*Task item:*
Make an exact copy of every record that follows.

*Data to process:*
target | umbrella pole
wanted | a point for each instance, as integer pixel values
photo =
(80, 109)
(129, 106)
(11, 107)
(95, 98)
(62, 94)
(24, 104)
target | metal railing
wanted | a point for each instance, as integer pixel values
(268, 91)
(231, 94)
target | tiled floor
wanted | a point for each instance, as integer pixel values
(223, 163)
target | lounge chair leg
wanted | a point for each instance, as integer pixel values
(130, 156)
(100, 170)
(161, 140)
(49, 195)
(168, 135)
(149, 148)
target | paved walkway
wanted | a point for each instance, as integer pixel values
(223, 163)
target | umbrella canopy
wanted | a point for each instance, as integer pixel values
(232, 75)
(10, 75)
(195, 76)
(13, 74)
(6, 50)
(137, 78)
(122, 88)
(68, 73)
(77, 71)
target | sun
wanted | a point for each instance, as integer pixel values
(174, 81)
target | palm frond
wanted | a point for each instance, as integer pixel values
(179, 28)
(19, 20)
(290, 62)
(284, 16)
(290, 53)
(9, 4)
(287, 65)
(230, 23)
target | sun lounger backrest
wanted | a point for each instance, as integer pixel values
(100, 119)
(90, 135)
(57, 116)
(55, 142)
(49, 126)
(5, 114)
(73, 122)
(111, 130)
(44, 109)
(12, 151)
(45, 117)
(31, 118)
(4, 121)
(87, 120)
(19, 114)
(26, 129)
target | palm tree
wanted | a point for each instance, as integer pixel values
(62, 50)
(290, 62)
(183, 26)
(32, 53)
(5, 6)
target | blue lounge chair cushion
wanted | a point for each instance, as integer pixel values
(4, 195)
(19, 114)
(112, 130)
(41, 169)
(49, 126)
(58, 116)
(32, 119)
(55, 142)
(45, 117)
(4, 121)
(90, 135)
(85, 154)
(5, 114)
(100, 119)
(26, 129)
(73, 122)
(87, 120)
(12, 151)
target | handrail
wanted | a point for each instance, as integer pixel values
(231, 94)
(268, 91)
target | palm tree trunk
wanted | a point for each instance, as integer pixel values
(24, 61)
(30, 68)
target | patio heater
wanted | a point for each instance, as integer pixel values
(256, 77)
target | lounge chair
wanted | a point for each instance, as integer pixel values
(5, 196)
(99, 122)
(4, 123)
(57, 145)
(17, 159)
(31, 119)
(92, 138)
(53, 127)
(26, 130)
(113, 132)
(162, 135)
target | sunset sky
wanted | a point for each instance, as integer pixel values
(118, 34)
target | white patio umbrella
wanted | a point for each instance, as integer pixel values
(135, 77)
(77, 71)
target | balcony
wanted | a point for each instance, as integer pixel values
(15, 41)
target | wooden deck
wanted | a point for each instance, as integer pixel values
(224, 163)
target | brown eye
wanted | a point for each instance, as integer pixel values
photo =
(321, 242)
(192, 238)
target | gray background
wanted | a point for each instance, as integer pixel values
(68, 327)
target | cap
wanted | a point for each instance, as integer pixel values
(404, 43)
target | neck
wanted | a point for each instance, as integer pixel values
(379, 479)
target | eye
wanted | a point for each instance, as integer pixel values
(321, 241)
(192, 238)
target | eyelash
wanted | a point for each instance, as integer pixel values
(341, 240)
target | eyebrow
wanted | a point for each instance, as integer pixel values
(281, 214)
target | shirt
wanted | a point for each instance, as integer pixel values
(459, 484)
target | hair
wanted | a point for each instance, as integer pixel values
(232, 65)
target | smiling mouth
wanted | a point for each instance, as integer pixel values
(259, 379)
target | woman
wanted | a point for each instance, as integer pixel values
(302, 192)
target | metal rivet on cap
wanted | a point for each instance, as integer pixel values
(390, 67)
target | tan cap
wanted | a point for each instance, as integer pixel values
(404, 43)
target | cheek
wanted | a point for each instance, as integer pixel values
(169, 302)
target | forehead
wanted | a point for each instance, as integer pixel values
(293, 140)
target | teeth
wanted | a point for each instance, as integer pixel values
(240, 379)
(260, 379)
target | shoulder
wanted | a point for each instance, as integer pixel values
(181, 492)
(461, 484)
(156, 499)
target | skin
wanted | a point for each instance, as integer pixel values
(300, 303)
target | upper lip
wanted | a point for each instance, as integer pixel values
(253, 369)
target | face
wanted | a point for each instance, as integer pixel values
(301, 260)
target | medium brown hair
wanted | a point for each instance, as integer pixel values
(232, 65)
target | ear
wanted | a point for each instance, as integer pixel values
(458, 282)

*Answer space:*
target | umbrella pole
wanted | a point for each instance, as integer pixel values
photo =
(80, 109)
(129, 106)
(11, 107)
(95, 98)
(62, 94)
(24, 104)
target | metal railing
wanted | a point for each instance, as integer pixel values
(268, 91)
(231, 94)
target | tiled floor
wanted | a point for each instance, as integer pixel values
(223, 163)
target | lounge chair leg
wanted | a point for each instance, as integer pixel values
(130, 156)
(100, 170)
(161, 140)
(49, 195)
(168, 135)
(149, 148)
target | paved walkway
wanted | a point for each instance, as integer pixel values
(223, 163)
target | umbrella canopy
wanted | a point for each instance, as integer pixel values
(232, 75)
(10, 75)
(195, 76)
(13, 74)
(6, 50)
(137, 78)
(122, 88)
(68, 73)
(77, 71)
target | sun
wanted | a point for each instance, as integer pixel values
(174, 81)
target | palm frond
wanted | a point for each instance, as integer pixel values
(179, 28)
(19, 20)
(290, 62)
(284, 16)
(290, 53)
(9, 4)
(287, 65)
(230, 23)
target | sun lounger backrest
wanted | a point for each instance, as integer pixel values
(100, 119)
(90, 135)
(57, 116)
(55, 142)
(49, 126)
(5, 114)
(73, 122)
(111, 130)
(44, 109)
(12, 151)
(45, 117)
(31, 118)
(4, 121)
(87, 120)
(19, 114)
(26, 129)
target | palm tree
wanted | a point for each instance, as integer pixel values
(62, 50)
(290, 62)
(183, 26)
(32, 53)
(5, 6)
target | blue lounge chair cushion
wanted | a point for each instance, as integer pixel values
(4, 195)
(19, 114)
(112, 130)
(41, 169)
(49, 126)
(58, 116)
(32, 119)
(55, 142)
(45, 117)
(4, 121)
(90, 135)
(85, 154)
(5, 114)
(100, 119)
(26, 129)
(73, 122)
(87, 120)
(12, 151)
target | handrail
wanted | a point for each instance, as integer pixel values
(231, 94)
(268, 91)
target | palm tree trunk
wanted | a point for each instance, as integer pixel values
(24, 61)
(30, 68)
target | patio heater
wanted | a point for each instance, as integer pixel values
(256, 77)
target | lounge chair
wanted | a point for each instance, as integer pixel values
(5, 196)
(99, 122)
(4, 123)
(57, 145)
(17, 159)
(31, 119)
(92, 138)
(53, 127)
(26, 130)
(113, 132)
(162, 135)
target | sunset sky
wanted | a point for each instance, as integer pixel values
(118, 34)
target | white patio umbrella
wanted | a point for each instance, as integer pixel values
(135, 77)
(77, 71)
target | balcony
wanted | a point for each instance, as integer pixel values
(15, 41)
target | wooden deck
wanted | a point for each instance, as integer pixel values
(224, 163)
target | brown eye
wanted | a point for each instance, as integer pixel values
photo =
(321, 242)
(192, 238)
target | gray background
wanted | a point for each instance, as integer pixel values
(68, 327)
target | cap
wanted | a point for each instance, as integer pixel values
(404, 43)
target | neck
wanted | a point for each instance, as integer pixel values
(379, 479)
target | eye
wanted | a point for each instance, as integer pixel values
(321, 241)
(192, 238)
target | eyelash
wanted | a point for each instance, as integer pixel values
(341, 240)
target | eyebrow
wanted | a point for each instance, as integer pixel values
(281, 214)
target | shirt
wanted | a point for each instance, as integer pixel values
(459, 484)
target | hair
wanted | a point for each instance, as integer pixel values
(232, 65)
target | smiling mouth
wanted | a point for each instance, as integer pixel values
(259, 379)
target | woman
wanted | a point for each instance, as integer pixel values
(302, 192)
target | metal rivet on cap
wanted | a point for each instance, as integer pixel values
(390, 67)
target | tan cap
wanted | a point for each instance, as integer pixel values
(404, 43)
target | cheek
wanted | a point for each instance, as integer pixel values
(169, 302)
target | forehead
wanted | a point for each instance, as integer pixel values
(293, 140)
target | teeth
wanted | a point for each instance, as integer pixel values
(240, 379)
(260, 379)
target | shoulder
wanted | a point for each instance, as integer pixel values
(181, 492)
(461, 484)
(156, 499)
target | skin
wanted | a point for each instance, as integer pixel values
(300, 303)
target | upper lip
wanted | a point for each instance, as integer pixel values
(253, 369)
target | face
wanted | a point for each instance, as integer pixel values
(301, 260)
target | medium brown hair
wanted | a point for each instance, as integer pixel values
(232, 65)
target | ear
wanted | a point for each instance, as integer pixel values
(458, 282)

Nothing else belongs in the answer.